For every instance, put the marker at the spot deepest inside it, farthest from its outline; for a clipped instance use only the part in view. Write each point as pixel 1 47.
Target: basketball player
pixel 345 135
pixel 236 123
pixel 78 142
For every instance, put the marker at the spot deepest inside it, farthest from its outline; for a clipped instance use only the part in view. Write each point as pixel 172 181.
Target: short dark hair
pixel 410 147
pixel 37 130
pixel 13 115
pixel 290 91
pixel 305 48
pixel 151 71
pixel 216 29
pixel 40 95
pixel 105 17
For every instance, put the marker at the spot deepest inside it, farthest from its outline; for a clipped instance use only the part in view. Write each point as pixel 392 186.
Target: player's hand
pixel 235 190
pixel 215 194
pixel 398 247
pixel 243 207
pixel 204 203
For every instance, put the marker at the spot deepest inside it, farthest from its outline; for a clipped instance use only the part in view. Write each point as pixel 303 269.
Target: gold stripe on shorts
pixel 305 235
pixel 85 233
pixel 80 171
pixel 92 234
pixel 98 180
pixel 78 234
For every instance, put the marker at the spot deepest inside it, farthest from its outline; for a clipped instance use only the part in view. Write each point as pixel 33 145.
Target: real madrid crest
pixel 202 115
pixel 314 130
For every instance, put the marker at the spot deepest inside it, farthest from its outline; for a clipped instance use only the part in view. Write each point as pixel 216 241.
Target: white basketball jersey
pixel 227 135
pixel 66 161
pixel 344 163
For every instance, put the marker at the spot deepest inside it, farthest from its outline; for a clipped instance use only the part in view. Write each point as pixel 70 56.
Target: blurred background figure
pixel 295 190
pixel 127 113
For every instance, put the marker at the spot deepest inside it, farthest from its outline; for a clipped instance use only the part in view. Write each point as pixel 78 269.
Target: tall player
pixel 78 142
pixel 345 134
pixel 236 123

SET PROBLEM – Quote the lines of the listing above that run from the line with "pixel 303 269." through its last line, both included, and nothing else.

SOLUTION TO THIS TASK –
For every instance, put the marker at the spot deepest inside it, farthest from its outline; for a clipped instance use only the part in view. Write each point as pixel 303 269.
Target: gold stripe on shorts
pixel 305 235
pixel 85 233
pixel 80 171
pixel 92 234
pixel 98 180
pixel 78 234
For every instance, put the marker at the spot deepest inside it, farthest from its outline; for a clipped instance use only the part in view. Write each point as pixel 33 145.
Target: real madrid crest
pixel 202 115
pixel 314 130
For every instance, put the marker at the spot deepest inside it, farthest from its outline; for a clipped instance use only the part in view. Write each point as pixel 216 241.
Target: white basketball jersey
pixel 227 135
pixel 66 161
pixel 344 163
For every instance, put the marker at the spot deepest inside it, farthest from its outline; for a clipped instance use only the part in view. Write each point as pixel 70 56.
Target: blurred background figure
pixel 295 190
pixel 127 113
For every instance, put the marker at the spot deepest inside it, farthest from its outline; for a clipped instance use only the part in view. Write each point as pixel 78 269.
Target: tall player
pixel 78 142
pixel 345 134
pixel 236 123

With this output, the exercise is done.